- What you are asked to do -
Every entry needs to be duplicated exactly.

- Provided entries -
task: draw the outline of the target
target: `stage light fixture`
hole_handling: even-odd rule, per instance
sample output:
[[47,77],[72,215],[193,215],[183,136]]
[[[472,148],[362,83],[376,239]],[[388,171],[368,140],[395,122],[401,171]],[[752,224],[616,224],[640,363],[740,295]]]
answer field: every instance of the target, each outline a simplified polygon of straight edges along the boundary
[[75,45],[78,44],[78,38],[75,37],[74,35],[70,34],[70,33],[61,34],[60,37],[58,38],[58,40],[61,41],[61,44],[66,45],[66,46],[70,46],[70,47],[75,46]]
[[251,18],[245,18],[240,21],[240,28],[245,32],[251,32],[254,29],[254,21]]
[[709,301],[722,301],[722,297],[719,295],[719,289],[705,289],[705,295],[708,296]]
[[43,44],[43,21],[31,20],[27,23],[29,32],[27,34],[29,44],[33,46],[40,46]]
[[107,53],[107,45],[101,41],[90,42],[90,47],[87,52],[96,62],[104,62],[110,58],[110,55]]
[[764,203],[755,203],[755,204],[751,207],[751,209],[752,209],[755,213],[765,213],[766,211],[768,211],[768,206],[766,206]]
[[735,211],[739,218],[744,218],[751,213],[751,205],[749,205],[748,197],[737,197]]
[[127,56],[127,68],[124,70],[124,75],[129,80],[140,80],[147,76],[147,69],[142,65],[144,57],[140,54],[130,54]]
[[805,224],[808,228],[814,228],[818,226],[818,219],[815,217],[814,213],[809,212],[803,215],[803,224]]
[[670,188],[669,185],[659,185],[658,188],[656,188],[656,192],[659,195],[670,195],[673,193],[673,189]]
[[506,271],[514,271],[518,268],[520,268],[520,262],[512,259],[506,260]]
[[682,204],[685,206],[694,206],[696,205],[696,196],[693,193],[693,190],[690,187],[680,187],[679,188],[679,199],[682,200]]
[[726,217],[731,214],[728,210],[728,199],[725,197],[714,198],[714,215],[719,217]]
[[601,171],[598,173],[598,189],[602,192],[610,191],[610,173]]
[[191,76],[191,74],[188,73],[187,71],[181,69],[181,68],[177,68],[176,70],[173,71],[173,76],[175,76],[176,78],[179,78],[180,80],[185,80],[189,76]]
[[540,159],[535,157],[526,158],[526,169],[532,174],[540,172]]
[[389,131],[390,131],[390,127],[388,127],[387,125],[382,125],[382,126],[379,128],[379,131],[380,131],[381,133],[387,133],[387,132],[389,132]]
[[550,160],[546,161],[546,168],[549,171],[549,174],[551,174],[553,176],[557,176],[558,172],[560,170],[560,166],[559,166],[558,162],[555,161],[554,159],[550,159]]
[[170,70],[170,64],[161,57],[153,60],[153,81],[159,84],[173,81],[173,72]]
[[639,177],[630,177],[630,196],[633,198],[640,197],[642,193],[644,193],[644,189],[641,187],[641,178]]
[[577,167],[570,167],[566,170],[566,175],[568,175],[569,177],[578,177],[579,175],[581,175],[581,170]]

- Your solution -
task: draw the outline of the target
target: `stage light fixture`
hole_handling: even-odd rule, per instance
sample output:
[[47,77],[72,215],[193,215],[183,136]]
[[[472,148],[362,83],[376,239]],[[388,171],[368,140],[395,122],[401,171]],[[752,224],[616,224],[640,363],[740,295]]]
answer field: every instance of the target, each outline a simplified polygon of straight edges along the boundary
[[75,45],[78,44],[78,38],[75,37],[74,35],[70,34],[70,33],[61,34],[60,37],[58,38],[58,40],[61,41],[61,44],[66,45],[66,46],[70,46],[70,47],[75,46]]
[[251,18],[245,18],[240,21],[240,28],[245,32],[251,32],[254,29],[254,21]]
[[709,301],[722,301],[722,297],[719,295],[719,289],[705,289],[705,295],[708,296]]
[[43,44],[43,21],[31,20],[27,23],[29,32],[27,34],[29,44],[33,46],[40,46]]
[[107,53],[107,45],[101,41],[90,42],[90,47],[87,52],[96,62],[104,62],[110,58],[110,55]]
[[764,203],[755,203],[755,204],[751,207],[751,209],[752,209],[755,213],[765,213],[766,211],[768,211],[768,206],[766,206]]
[[735,211],[739,218],[744,218],[751,213],[751,205],[749,205],[748,197],[737,197]]
[[127,56],[127,68],[124,70],[124,75],[129,80],[140,80],[147,76],[147,69],[142,65],[144,57],[140,54],[130,54]]
[[805,224],[808,228],[814,228],[818,226],[818,219],[815,217],[814,213],[809,212],[803,215],[803,224]]
[[670,188],[669,185],[659,185],[658,188],[656,188],[656,192],[659,195],[670,195],[673,193],[673,189]]
[[506,271],[514,271],[518,268],[520,268],[520,262],[512,259],[506,260]]
[[682,204],[685,206],[694,206],[696,205],[696,196],[693,193],[693,190],[690,187],[680,187],[679,188],[679,199],[682,200]]
[[726,217],[731,214],[728,210],[728,199],[725,197],[714,198],[714,215],[719,217]]
[[601,171],[598,173],[598,189],[602,192],[610,191],[610,173]]
[[191,76],[191,74],[188,73],[187,71],[181,69],[181,68],[177,68],[176,70],[173,71],[173,76],[175,76],[176,78],[179,78],[180,80],[185,80],[189,76]]
[[540,159],[535,157],[526,158],[526,169],[532,174],[540,172]]
[[389,131],[390,131],[390,127],[388,127],[387,125],[382,125],[382,126],[379,128],[379,131],[380,131],[381,133],[387,133],[387,132],[389,132]]
[[550,160],[546,161],[546,168],[549,171],[549,174],[551,174],[553,176],[557,176],[558,172],[560,170],[560,166],[559,166],[558,162],[555,161],[554,159],[550,159]]
[[170,70],[170,64],[161,57],[153,60],[153,81],[159,84],[173,81],[173,72]]
[[639,177],[630,177],[630,196],[633,198],[640,197],[642,193],[644,193],[644,189],[641,187],[641,178]]
[[577,167],[570,167],[566,170],[566,175],[568,175],[569,177],[578,177],[579,175],[581,175],[581,170]]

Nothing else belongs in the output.